Given entries start
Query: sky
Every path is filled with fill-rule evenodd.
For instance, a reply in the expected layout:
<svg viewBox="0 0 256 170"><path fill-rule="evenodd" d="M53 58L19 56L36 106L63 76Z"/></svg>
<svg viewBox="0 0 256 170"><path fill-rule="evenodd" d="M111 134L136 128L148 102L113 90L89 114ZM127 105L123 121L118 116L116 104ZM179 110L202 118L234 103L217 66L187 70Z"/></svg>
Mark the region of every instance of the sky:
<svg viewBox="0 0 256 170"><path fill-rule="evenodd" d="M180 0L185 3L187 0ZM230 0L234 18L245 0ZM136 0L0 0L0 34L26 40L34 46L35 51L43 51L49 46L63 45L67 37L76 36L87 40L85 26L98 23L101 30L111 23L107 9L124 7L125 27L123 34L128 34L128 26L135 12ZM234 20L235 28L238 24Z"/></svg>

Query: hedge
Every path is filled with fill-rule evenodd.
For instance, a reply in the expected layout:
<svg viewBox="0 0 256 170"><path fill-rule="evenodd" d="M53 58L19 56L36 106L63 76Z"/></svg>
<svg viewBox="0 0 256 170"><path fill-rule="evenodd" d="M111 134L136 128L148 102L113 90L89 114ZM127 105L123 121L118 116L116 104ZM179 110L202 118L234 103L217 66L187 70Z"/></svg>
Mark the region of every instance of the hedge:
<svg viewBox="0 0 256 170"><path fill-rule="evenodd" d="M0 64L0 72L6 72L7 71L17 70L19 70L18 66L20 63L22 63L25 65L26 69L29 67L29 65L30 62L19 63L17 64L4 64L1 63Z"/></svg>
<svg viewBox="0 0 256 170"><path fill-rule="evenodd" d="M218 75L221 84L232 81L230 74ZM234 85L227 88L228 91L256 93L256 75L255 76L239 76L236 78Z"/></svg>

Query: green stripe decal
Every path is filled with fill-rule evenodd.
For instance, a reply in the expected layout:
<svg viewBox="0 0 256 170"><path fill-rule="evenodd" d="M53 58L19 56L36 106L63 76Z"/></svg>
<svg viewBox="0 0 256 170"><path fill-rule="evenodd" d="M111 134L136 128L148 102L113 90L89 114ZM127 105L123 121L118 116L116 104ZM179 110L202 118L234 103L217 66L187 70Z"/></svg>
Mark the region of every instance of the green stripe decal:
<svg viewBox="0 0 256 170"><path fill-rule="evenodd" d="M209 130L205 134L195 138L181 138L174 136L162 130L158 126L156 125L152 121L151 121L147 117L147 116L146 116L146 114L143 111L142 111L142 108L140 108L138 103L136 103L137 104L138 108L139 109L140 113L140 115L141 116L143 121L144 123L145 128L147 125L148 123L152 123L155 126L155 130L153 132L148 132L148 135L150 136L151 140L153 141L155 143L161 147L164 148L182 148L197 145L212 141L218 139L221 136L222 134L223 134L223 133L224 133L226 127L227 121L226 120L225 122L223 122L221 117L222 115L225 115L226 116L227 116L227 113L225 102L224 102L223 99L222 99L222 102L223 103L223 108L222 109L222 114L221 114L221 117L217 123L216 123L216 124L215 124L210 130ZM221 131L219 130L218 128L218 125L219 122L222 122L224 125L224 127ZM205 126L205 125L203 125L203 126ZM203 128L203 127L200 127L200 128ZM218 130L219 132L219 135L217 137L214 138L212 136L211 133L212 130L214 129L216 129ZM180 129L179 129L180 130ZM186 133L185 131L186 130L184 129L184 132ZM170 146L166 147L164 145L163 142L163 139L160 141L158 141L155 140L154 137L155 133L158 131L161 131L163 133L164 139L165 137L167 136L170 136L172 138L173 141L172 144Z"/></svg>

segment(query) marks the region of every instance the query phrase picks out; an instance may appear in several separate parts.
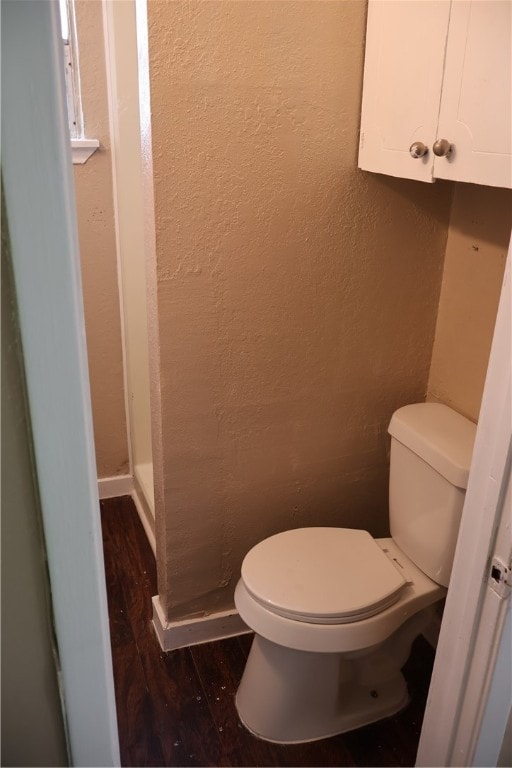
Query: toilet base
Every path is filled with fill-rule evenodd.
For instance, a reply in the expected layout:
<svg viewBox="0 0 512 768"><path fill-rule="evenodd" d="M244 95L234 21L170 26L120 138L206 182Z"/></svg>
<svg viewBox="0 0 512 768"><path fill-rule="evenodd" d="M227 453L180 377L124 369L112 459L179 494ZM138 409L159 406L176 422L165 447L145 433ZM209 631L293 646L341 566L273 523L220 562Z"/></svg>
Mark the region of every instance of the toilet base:
<svg viewBox="0 0 512 768"><path fill-rule="evenodd" d="M256 635L235 699L241 722L265 741L300 744L396 714L409 702L401 668L420 623L417 615L384 644L351 654L298 651Z"/></svg>

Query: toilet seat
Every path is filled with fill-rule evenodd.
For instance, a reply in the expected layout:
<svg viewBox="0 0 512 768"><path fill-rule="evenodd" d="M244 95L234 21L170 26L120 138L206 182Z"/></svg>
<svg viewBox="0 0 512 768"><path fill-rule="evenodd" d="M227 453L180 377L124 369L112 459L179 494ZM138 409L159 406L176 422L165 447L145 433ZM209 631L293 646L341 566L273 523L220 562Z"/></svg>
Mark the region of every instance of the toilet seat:
<svg viewBox="0 0 512 768"><path fill-rule="evenodd" d="M400 563L409 583L389 608L366 619L350 623L297 621L280 616L256 600L241 578L235 589L235 605L240 617L257 635L285 648L321 653L359 652L383 642L410 616L446 595L446 589L429 579L393 539L376 539L387 557Z"/></svg>
<svg viewBox="0 0 512 768"><path fill-rule="evenodd" d="M298 528L271 536L246 555L241 577L267 611L323 625L374 616L409 583L367 531L351 528Z"/></svg>

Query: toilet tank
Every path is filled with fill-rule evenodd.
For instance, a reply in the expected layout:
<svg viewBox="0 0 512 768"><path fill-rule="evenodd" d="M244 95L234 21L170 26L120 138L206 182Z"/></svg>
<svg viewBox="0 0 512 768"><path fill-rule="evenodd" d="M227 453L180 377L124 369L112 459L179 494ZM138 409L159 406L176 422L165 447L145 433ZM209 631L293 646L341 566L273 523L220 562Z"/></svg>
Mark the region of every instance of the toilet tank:
<svg viewBox="0 0 512 768"><path fill-rule="evenodd" d="M440 403L406 405L389 425L391 536L437 584L448 586L476 425Z"/></svg>

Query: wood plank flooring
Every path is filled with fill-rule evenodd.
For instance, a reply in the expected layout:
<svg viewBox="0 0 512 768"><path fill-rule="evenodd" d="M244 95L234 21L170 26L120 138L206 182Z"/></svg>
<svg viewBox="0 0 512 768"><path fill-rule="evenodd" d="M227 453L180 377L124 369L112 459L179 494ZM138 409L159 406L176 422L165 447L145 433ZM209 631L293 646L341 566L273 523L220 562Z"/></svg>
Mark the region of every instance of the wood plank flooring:
<svg viewBox="0 0 512 768"><path fill-rule="evenodd" d="M433 651L418 638L399 715L311 744L280 746L239 722L234 694L252 637L163 653L151 625L153 553L130 497L101 502L116 705L124 766L412 766Z"/></svg>

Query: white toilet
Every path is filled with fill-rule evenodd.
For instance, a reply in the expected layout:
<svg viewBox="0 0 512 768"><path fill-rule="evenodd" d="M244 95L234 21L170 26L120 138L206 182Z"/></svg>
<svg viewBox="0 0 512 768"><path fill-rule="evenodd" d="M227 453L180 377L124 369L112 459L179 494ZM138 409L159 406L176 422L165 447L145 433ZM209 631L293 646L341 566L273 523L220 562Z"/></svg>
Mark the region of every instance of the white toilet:
<svg viewBox="0 0 512 768"><path fill-rule="evenodd" d="M438 403L391 419L392 538L299 528L257 544L235 603L255 638L236 695L256 736L313 741L408 702L401 668L446 594L476 426Z"/></svg>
Given entries end
Print every entry above word for word, without the pictures.

Query: sky
Every path is filled with fill-rule evenodd.
For instance, a reply in the expected layout:
<svg viewBox="0 0 256 170"><path fill-rule="evenodd" d="M53 58L19 56L36 106L63 76Z"/></svg>
<svg viewBox="0 0 256 170"><path fill-rule="evenodd" d="M111 134L136 128L148 102L113 90L89 114ZM127 105L123 121L118 116L116 104ZM179 110L202 118L234 103L217 66L187 70Z"/></svg>
Mark the region of every instance of the sky:
<svg viewBox="0 0 256 170"><path fill-rule="evenodd" d="M180 0L185 3L187 0ZM230 0L234 18L245 0ZM136 0L0 0L0 34L26 40L34 46L35 51L43 51L49 46L63 45L67 37L76 36L87 40L85 26L98 23L101 30L111 23L107 9L124 7L125 27L123 34L128 34L128 26L135 12ZM234 20L235 28L238 24Z"/></svg>

Query: hedge
Every path is filled with fill-rule evenodd.
For instance, a reply in the expected layout:
<svg viewBox="0 0 256 170"><path fill-rule="evenodd" d="M53 58L19 56L36 106L63 76Z"/></svg>
<svg viewBox="0 0 256 170"><path fill-rule="evenodd" d="M111 134L136 128L148 102L113 90L89 114ZM127 105L123 121L118 116L116 104ZM179 110L202 118L234 103L217 66L187 70Z"/></svg>
Mark the region of every instance of the hedge:
<svg viewBox="0 0 256 170"><path fill-rule="evenodd" d="M0 64L0 72L6 72L7 71L17 70L19 70L18 66L20 63L22 63L25 65L26 69L29 67L29 65L30 62L19 63L17 64L4 64L1 63Z"/></svg>
<svg viewBox="0 0 256 170"><path fill-rule="evenodd" d="M218 75L221 84L232 81L230 74ZM234 85L227 88L228 91L256 93L256 75L255 76L239 76L236 78Z"/></svg>

Query: green stripe decal
Every path is filled with fill-rule evenodd.
For instance, a reply in the expected layout:
<svg viewBox="0 0 256 170"><path fill-rule="evenodd" d="M53 58L19 56L36 106L63 76Z"/></svg>
<svg viewBox="0 0 256 170"><path fill-rule="evenodd" d="M111 134L136 128L148 102L113 90L89 114ZM127 105L123 121L118 116L116 104ZM179 110L202 118L234 103L217 66L187 70Z"/></svg>
Mark the region of every instance of the green stripe decal:
<svg viewBox="0 0 256 170"><path fill-rule="evenodd" d="M209 130L205 134L195 138L181 138L174 136L162 130L158 126L156 125L152 121L151 121L147 117L147 116L146 116L146 114L143 111L142 111L142 108L140 108L138 103L136 103L137 104L138 108L139 109L140 113L140 115L141 116L143 121L144 123L145 128L147 125L148 123L152 123L155 126L155 130L153 132L148 132L148 135L150 136L151 140L153 141L155 143L161 147L164 148L182 148L197 145L212 141L218 139L221 136L222 134L223 134L223 133L224 133L226 127L227 121L226 120L225 122L223 122L221 117L222 115L225 115L226 116L227 116L227 113L225 102L224 102L223 99L222 99L222 102L223 103L223 108L222 109L222 114L221 114L221 117L217 123L216 123L216 124L215 124L210 130ZM221 131L219 130L218 128L218 125L219 122L222 122L224 125L224 127ZM205 126L205 125L203 125L203 126ZM203 128L203 127L200 127L200 128ZM218 130L219 132L219 135L217 137L214 138L212 136L211 133L212 130L214 129L216 129ZM180 129L179 129L180 130ZM186 133L185 131L186 130L184 129L184 132ZM170 146L166 147L164 145L163 142L163 139L160 141L158 141L155 140L154 137L155 133L158 131L161 131L163 133L164 139L165 137L167 136L170 136L172 138L173 141L172 144Z"/></svg>

segment(query) marks the region of every instance the query phrase picks out; an instance may appear in several separate parts.
Query: toilet base
Every path is filled with fill-rule evenodd.
For instance, a reply in the expected layout:
<svg viewBox="0 0 512 768"><path fill-rule="evenodd" d="M244 95L234 21L170 26L120 138L206 182Z"/></svg>
<svg viewBox="0 0 512 768"><path fill-rule="evenodd" d="M227 453L180 377L124 369L112 459L179 494ZM138 409L159 406L176 422L165 447L145 433ZM209 631L293 646L341 566L273 523L220 562Z"/></svg>
Mark the region of every instance of the toilet base:
<svg viewBox="0 0 512 768"><path fill-rule="evenodd" d="M256 635L235 699L241 722L265 741L300 744L396 714L409 702L401 668L420 623L417 615L384 644L351 654L298 651Z"/></svg>

Query: toilet seat
Every path is filled with fill-rule evenodd.
For instance, a reply in the expected layout:
<svg viewBox="0 0 512 768"><path fill-rule="evenodd" d="M244 95L234 21L170 26L120 138L206 182Z"/></svg>
<svg viewBox="0 0 512 768"><path fill-rule="evenodd" d="M227 453L180 377L124 369L112 459L179 494ZM138 409L159 406L176 422L165 447L145 433ZM209 631L293 646L341 566L273 523L220 562Z"/></svg>
Mark the region of every instance of the toilet seat:
<svg viewBox="0 0 512 768"><path fill-rule="evenodd" d="M400 563L409 583L389 608L366 619L350 623L297 621L280 616L256 600L241 578L235 589L235 605L240 617L257 635L285 648L321 653L359 652L383 642L410 616L446 595L446 589L429 579L393 539L376 539L387 557Z"/></svg>
<svg viewBox="0 0 512 768"><path fill-rule="evenodd" d="M298 528L271 536L246 555L241 577L267 611L323 625L374 616L409 583L367 531L351 528Z"/></svg>

Query: toilet tank
Every path is filled with fill-rule evenodd.
For instance, a reply in the expected layout:
<svg viewBox="0 0 512 768"><path fill-rule="evenodd" d="M244 95L234 21L170 26L120 138L206 182Z"/></svg>
<svg viewBox="0 0 512 768"><path fill-rule="evenodd" d="M227 453L180 377L124 369L112 459L179 494ZM138 409L159 406L176 422L165 447L145 433ZM209 631L293 646L341 566L273 523L220 562Z"/></svg>
Mark the region of every instance of the toilet tank:
<svg viewBox="0 0 512 768"><path fill-rule="evenodd" d="M440 403L406 405L389 425L391 536L437 584L448 586L476 425Z"/></svg>

Query: wood plank flooring
Every path is filled with fill-rule evenodd.
For instance, a reply in the expected layout:
<svg viewBox="0 0 512 768"><path fill-rule="evenodd" d="M244 95L234 21L170 26L120 138L206 182Z"/></svg>
<svg viewBox="0 0 512 768"><path fill-rule="evenodd" d="M227 453L180 377L124 369L112 459L179 494ZM138 409L159 406L176 422L165 447L145 433ZM209 631L293 646L341 566L273 523L220 562Z"/></svg>
Mark the region of every instance of the wood plank flooring:
<svg viewBox="0 0 512 768"><path fill-rule="evenodd" d="M433 651L418 638L399 715L311 744L280 746L239 722L234 694L252 637L163 653L151 625L153 553L130 497L101 502L116 705L124 766L412 766Z"/></svg>

Query: white toilet
Every path is filled with fill-rule evenodd.
For instance, a reply in the expected layout:
<svg viewBox="0 0 512 768"><path fill-rule="evenodd" d="M244 95L234 21L170 26L120 138L206 182Z"/></svg>
<svg viewBox="0 0 512 768"><path fill-rule="evenodd" d="M227 453L180 377L124 369L112 459L179 494ZM138 409L159 406L176 422L165 447L145 433ZM209 631L293 646L341 566L273 523L220 562Z"/></svg>
Mark the region of every instance of the white toilet:
<svg viewBox="0 0 512 768"><path fill-rule="evenodd" d="M438 403L391 419L392 538L299 528L257 544L235 603L255 638L236 695L256 736L313 741L408 702L401 668L446 594L476 426Z"/></svg>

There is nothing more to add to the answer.